- [DOCUMENT SECTION]:

Bing Liu has built a pair of terrific films around the question of how young people come of age when the odds are stacked against them. His Oscar-nominated 2018 doc Minding the Gap charted several years in the lives of three skateboarding friends in Rockford, Illinois—including Liu himself—as they struggled through troubled families and identities. And now in his first narrative feature, Preparation for the Next Life, he adapts Atticus Lish’s novel into a Queens-set love story between an undocumented Uyghur immigrant and a haunted U.S. Army veteran. Like his first film, Liu’s eye for human truths reveals both lyrical tenderness and sobering realities.
I recently caught up with the thirty-six-year-old Liu, who shared reflections on how his own immigrant story shaped his connection to the material and why he was drawn to its characters living on the margins, how he guided actors Sebiye Behtiyar and Fred Hechinger through a unique process allowing their connection to blossom on screen, perspectives on the film’s visual language and more.

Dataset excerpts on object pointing
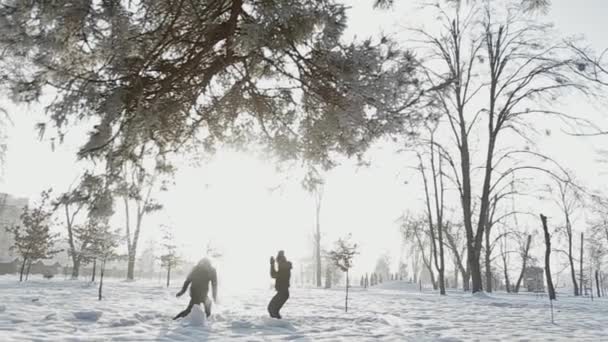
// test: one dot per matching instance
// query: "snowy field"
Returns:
(60, 310)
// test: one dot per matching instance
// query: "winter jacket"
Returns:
(282, 275)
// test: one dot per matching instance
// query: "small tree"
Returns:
(342, 256)
(169, 259)
(550, 287)
(33, 239)
(103, 247)
(84, 234)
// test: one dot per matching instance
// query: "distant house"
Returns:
(534, 279)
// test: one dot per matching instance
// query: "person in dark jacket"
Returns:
(281, 276)
(198, 280)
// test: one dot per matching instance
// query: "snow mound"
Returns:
(481, 295)
(197, 316)
(124, 322)
(88, 315)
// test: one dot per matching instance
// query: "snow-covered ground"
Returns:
(60, 310)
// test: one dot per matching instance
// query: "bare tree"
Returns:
(524, 253)
(457, 244)
(550, 287)
(513, 68)
(140, 177)
(314, 184)
(435, 214)
(342, 257)
(569, 202)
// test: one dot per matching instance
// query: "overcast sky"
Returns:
(229, 202)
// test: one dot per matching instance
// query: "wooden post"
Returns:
(581, 286)
(346, 301)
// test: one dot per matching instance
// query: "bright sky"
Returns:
(229, 202)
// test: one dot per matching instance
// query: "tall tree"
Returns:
(524, 253)
(550, 287)
(103, 248)
(314, 184)
(342, 257)
(34, 239)
(139, 181)
(72, 203)
(569, 202)
(179, 74)
(510, 68)
(169, 259)
(435, 207)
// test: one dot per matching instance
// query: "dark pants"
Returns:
(277, 302)
(206, 304)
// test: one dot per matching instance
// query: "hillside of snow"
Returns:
(60, 310)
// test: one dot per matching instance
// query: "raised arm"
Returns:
(273, 272)
(186, 284)
(214, 285)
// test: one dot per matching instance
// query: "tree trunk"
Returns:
(488, 261)
(455, 276)
(466, 282)
(581, 266)
(524, 263)
(346, 300)
(131, 265)
(474, 266)
(597, 283)
(22, 269)
(506, 271)
(550, 287)
(103, 266)
(318, 239)
(94, 270)
(27, 273)
(168, 275)
(75, 267)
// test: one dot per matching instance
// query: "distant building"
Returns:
(11, 209)
(534, 279)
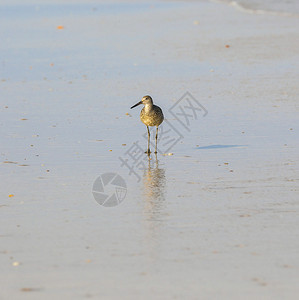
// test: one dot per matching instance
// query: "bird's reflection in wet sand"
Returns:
(154, 184)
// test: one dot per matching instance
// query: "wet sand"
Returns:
(217, 219)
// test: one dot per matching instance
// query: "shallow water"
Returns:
(218, 218)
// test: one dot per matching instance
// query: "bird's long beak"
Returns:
(136, 104)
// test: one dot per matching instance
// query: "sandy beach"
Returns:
(213, 216)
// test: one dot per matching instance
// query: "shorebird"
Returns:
(150, 115)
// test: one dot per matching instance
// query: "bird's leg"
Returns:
(156, 139)
(148, 141)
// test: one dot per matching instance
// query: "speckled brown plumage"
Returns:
(153, 117)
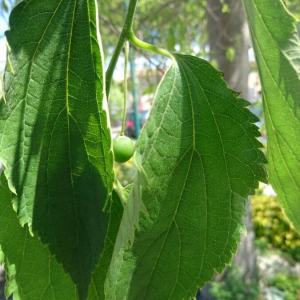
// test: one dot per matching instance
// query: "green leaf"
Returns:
(54, 134)
(277, 50)
(32, 272)
(96, 291)
(200, 153)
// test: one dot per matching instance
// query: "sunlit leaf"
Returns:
(277, 50)
(54, 134)
(202, 159)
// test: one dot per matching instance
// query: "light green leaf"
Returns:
(32, 272)
(96, 291)
(277, 50)
(54, 134)
(133, 207)
(201, 156)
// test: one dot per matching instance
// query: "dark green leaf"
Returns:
(277, 50)
(96, 291)
(201, 156)
(32, 272)
(54, 137)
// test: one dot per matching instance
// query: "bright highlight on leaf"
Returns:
(54, 137)
(200, 153)
(277, 50)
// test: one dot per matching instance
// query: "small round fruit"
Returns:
(123, 148)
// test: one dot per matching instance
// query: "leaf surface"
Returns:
(277, 51)
(32, 272)
(54, 134)
(96, 291)
(200, 154)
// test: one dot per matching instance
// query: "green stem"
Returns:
(122, 39)
(140, 44)
(125, 86)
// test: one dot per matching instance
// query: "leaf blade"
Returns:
(54, 130)
(32, 271)
(277, 50)
(201, 156)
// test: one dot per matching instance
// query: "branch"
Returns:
(122, 39)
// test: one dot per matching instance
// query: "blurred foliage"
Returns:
(234, 287)
(289, 284)
(175, 25)
(272, 226)
(294, 7)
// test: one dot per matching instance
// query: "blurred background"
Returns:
(267, 265)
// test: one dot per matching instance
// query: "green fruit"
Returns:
(123, 148)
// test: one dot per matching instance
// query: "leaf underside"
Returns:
(54, 137)
(277, 51)
(202, 159)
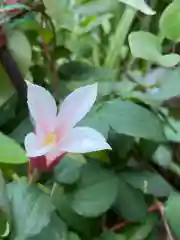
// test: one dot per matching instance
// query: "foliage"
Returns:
(131, 49)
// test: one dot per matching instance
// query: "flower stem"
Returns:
(119, 37)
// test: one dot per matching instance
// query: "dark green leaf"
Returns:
(76, 222)
(112, 236)
(148, 182)
(31, 209)
(170, 20)
(130, 202)
(131, 119)
(10, 151)
(96, 192)
(172, 212)
(21, 52)
(55, 230)
(142, 232)
(163, 156)
(141, 5)
(152, 49)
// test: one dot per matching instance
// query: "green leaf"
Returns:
(78, 71)
(73, 236)
(151, 50)
(21, 52)
(10, 151)
(69, 170)
(4, 208)
(62, 201)
(55, 230)
(31, 209)
(96, 191)
(112, 236)
(131, 119)
(142, 232)
(8, 98)
(96, 7)
(170, 21)
(163, 156)
(22, 130)
(61, 13)
(130, 202)
(140, 5)
(169, 85)
(172, 212)
(148, 182)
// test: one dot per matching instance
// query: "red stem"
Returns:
(121, 225)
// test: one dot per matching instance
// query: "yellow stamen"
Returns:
(51, 138)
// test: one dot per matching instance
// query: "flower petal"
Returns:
(82, 140)
(30, 142)
(76, 106)
(42, 106)
(32, 146)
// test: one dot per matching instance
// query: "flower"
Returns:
(55, 132)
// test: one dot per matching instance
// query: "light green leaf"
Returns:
(96, 191)
(140, 5)
(10, 151)
(151, 50)
(172, 212)
(148, 182)
(73, 236)
(21, 52)
(170, 21)
(4, 208)
(31, 209)
(163, 156)
(68, 171)
(130, 202)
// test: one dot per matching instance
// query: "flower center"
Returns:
(50, 139)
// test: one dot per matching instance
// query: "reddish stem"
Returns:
(121, 225)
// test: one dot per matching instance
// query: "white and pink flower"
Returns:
(55, 132)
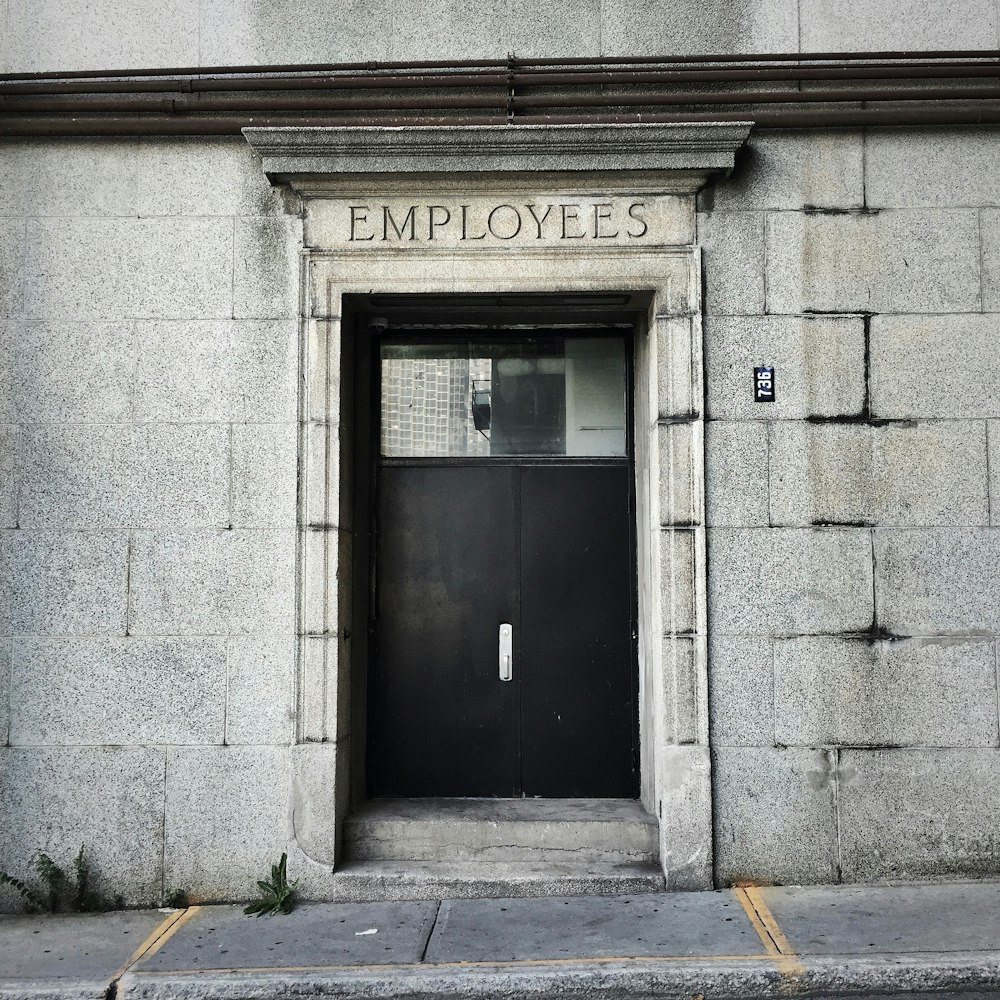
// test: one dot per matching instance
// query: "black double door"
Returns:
(463, 550)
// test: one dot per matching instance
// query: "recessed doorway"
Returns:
(500, 577)
(504, 641)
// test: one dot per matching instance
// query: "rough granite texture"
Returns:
(150, 469)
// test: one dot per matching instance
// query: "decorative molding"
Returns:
(699, 150)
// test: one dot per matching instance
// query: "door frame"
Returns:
(445, 316)
(675, 763)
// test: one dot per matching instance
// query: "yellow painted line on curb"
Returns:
(159, 936)
(434, 966)
(775, 943)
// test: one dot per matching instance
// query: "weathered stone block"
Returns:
(108, 799)
(77, 178)
(320, 790)
(213, 583)
(909, 260)
(681, 482)
(938, 581)
(774, 815)
(652, 27)
(741, 691)
(736, 488)
(935, 366)
(203, 176)
(673, 374)
(448, 29)
(908, 25)
(819, 361)
(678, 571)
(679, 716)
(242, 32)
(935, 168)
(128, 268)
(537, 30)
(926, 474)
(733, 262)
(99, 35)
(73, 372)
(8, 483)
(7, 414)
(264, 475)
(993, 447)
(920, 692)
(990, 221)
(5, 651)
(212, 370)
(156, 475)
(916, 814)
(265, 369)
(121, 691)
(12, 250)
(214, 797)
(792, 170)
(266, 279)
(183, 371)
(685, 810)
(261, 690)
(799, 580)
(64, 583)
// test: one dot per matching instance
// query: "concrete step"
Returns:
(369, 881)
(536, 831)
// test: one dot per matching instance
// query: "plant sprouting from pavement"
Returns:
(277, 895)
(59, 891)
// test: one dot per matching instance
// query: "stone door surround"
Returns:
(542, 210)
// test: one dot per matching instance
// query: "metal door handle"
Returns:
(506, 651)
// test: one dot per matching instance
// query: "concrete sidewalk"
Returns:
(830, 941)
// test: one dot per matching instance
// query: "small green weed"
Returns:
(278, 895)
(178, 900)
(59, 891)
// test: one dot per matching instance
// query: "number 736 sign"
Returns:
(763, 384)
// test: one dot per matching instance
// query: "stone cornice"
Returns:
(699, 150)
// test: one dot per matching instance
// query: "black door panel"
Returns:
(577, 707)
(447, 577)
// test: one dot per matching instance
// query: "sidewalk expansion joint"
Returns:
(777, 946)
(153, 943)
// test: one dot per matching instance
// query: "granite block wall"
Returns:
(149, 294)
(61, 35)
(852, 554)
(148, 394)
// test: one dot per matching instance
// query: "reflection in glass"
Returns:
(539, 396)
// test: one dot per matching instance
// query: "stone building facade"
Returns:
(183, 547)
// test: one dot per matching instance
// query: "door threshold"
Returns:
(373, 881)
(536, 832)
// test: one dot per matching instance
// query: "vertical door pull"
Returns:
(506, 651)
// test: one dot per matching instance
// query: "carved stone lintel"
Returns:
(692, 152)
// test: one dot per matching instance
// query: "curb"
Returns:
(953, 974)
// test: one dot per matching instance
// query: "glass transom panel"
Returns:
(487, 398)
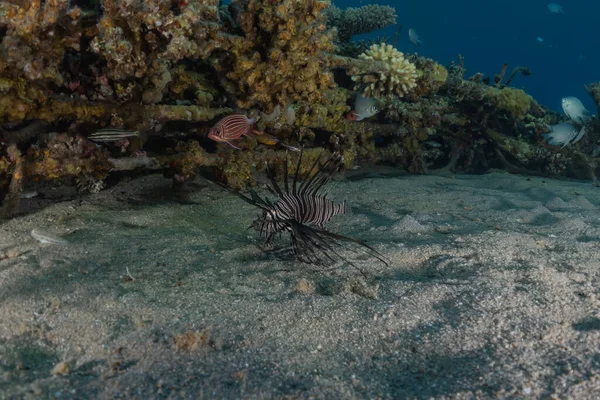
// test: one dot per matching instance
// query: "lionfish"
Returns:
(302, 209)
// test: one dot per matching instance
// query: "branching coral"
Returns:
(356, 21)
(398, 78)
(277, 60)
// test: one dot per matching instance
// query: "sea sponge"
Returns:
(398, 75)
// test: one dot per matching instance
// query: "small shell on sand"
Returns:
(46, 238)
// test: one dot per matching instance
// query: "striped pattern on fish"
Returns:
(111, 135)
(301, 210)
(232, 127)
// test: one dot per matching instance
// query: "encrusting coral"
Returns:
(399, 78)
(356, 21)
(171, 69)
(277, 59)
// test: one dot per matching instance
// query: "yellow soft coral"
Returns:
(398, 75)
(514, 101)
(277, 61)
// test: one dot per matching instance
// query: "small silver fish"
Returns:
(414, 38)
(564, 133)
(28, 195)
(364, 107)
(111, 135)
(46, 238)
(575, 110)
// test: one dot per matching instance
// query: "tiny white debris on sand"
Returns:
(46, 238)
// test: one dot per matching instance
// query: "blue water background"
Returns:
(492, 32)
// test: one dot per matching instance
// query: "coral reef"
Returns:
(356, 21)
(277, 60)
(514, 101)
(172, 69)
(398, 78)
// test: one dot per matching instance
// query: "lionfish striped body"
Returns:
(302, 210)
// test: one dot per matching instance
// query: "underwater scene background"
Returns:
(494, 32)
(299, 199)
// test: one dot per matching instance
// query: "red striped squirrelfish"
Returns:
(233, 127)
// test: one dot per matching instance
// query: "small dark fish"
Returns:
(302, 211)
(111, 135)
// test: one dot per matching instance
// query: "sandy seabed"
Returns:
(492, 292)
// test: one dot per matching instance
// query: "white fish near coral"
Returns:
(575, 110)
(414, 37)
(46, 238)
(564, 133)
(555, 8)
(364, 107)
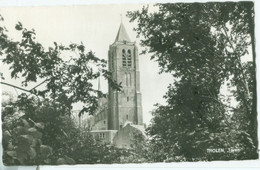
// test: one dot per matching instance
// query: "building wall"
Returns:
(125, 105)
(125, 137)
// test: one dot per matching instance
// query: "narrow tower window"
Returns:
(123, 58)
(129, 58)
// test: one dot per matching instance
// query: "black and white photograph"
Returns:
(137, 83)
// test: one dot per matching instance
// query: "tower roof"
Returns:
(122, 34)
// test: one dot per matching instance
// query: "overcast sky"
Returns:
(96, 26)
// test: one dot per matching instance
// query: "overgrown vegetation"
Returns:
(202, 45)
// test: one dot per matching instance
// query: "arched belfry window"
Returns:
(124, 58)
(129, 58)
(112, 62)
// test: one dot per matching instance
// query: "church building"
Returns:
(120, 114)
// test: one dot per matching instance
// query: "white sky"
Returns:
(96, 26)
(155, 86)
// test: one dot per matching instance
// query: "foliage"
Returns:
(22, 140)
(66, 72)
(202, 45)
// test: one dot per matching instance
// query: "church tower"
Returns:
(124, 106)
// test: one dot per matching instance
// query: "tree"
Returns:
(67, 72)
(65, 75)
(201, 44)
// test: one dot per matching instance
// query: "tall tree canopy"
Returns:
(65, 73)
(202, 45)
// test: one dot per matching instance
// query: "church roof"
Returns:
(122, 34)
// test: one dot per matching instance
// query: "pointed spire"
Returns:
(122, 34)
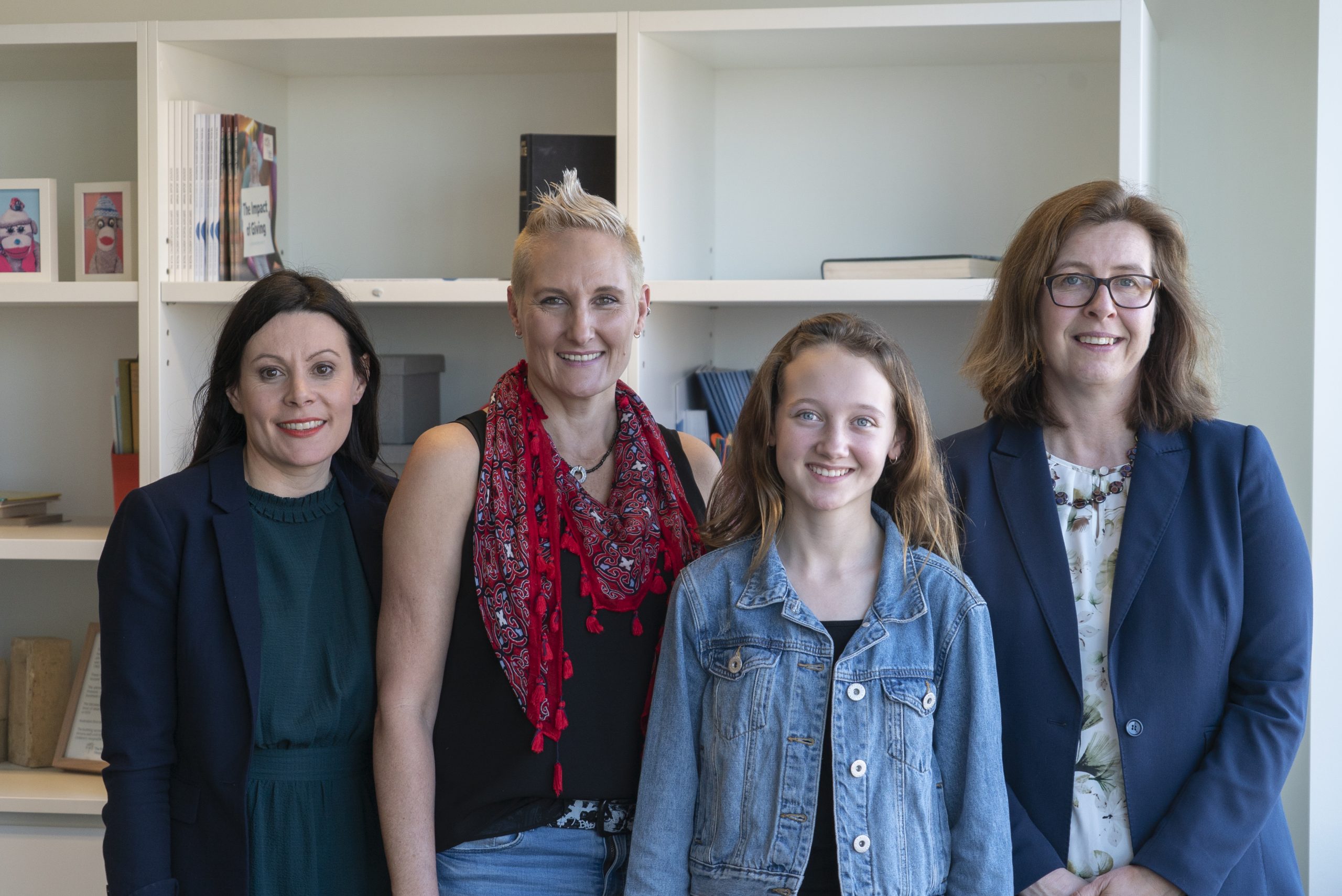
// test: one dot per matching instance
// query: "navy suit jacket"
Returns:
(1209, 650)
(180, 614)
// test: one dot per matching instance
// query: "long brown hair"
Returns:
(748, 499)
(1176, 385)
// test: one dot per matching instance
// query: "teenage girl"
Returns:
(826, 718)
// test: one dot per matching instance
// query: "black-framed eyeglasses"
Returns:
(1077, 290)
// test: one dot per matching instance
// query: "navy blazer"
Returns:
(1209, 650)
(180, 614)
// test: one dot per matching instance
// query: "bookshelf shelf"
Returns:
(80, 538)
(364, 291)
(50, 791)
(818, 291)
(77, 294)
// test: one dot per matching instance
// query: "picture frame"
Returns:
(80, 746)
(29, 228)
(105, 231)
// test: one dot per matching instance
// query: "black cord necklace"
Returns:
(580, 473)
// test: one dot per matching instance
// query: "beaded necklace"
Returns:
(1098, 495)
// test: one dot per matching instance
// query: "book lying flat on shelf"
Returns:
(222, 195)
(10, 498)
(27, 509)
(545, 157)
(913, 267)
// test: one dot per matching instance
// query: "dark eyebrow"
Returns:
(1132, 269)
(276, 357)
(555, 290)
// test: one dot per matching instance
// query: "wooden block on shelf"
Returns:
(39, 686)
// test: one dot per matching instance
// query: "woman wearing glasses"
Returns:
(1145, 572)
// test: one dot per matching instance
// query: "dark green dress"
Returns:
(312, 815)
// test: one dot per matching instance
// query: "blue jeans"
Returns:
(543, 860)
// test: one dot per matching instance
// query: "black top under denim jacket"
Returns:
(489, 782)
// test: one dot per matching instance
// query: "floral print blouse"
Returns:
(1099, 836)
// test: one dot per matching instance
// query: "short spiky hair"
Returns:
(568, 207)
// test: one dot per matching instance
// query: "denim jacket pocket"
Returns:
(742, 681)
(910, 715)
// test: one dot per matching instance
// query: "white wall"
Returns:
(1326, 703)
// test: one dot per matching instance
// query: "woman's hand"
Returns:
(1057, 883)
(1130, 880)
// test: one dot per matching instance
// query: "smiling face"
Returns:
(1101, 345)
(578, 314)
(297, 392)
(835, 428)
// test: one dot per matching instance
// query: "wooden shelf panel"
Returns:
(361, 291)
(29, 294)
(818, 291)
(677, 291)
(50, 791)
(81, 538)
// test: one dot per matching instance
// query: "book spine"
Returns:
(125, 438)
(525, 184)
(212, 188)
(135, 407)
(174, 262)
(198, 195)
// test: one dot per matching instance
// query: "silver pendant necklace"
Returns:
(580, 473)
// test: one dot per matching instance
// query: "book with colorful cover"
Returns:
(257, 193)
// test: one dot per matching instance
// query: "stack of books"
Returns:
(222, 195)
(27, 509)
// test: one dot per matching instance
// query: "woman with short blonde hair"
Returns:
(1146, 574)
(529, 556)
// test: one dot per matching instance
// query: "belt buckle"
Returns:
(605, 813)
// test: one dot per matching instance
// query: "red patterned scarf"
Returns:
(635, 544)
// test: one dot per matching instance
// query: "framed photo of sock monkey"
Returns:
(105, 231)
(27, 230)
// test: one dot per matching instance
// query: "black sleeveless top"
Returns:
(489, 782)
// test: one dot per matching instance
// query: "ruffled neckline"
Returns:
(296, 510)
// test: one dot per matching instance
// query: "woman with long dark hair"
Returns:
(239, 603)
(1148, 578)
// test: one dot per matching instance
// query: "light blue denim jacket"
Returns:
(732, 765)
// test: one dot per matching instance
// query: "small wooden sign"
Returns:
(80, 748)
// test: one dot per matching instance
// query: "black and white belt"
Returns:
(602, 816)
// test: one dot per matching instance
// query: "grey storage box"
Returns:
(408, 400)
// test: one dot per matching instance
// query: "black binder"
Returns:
(547, 156)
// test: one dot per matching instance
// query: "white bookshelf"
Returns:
(752, 145)
(77, 538)
(50, 792)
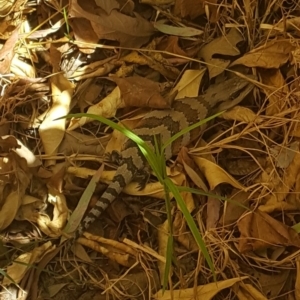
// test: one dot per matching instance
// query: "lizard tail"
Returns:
(122, 177)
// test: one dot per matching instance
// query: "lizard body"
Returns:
(166, 123)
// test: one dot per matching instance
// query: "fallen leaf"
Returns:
(259, 231)
(7, 52)
(51, 130)
(189, 83)
(214, 174)
(129, 31)
(224, 45)
(277, 92)
(206, 292)
(189, 8)
(177, 31)
(273, 54)
(141, 92)
(25, 261)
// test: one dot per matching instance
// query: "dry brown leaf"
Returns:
(141, 92)
(224, 45)
(276, 100)
(170, 44)
(273, 54)
(213, 212)
(247, 291)
(181, 234)
(259, 231)
(232, 210)
(189, 83)
(284, 156)
(129, 31)
(106, 108)
(193, 9)
(7, 52)
(206, 292)
(25, 261)
(242, 114)
(280, 187)
(52, 131)
(155, 61)
(215, 175)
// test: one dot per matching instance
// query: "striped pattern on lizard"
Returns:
(184, 112)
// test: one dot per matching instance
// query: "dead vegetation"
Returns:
(119, 59)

- [EXERCISE]: According to the article about Bing Liu, where did the three skateboarding friends in Minding the Gap live? The records can be ignored.

- [ANSWER TO THE TASK]: Rockford, Illinois.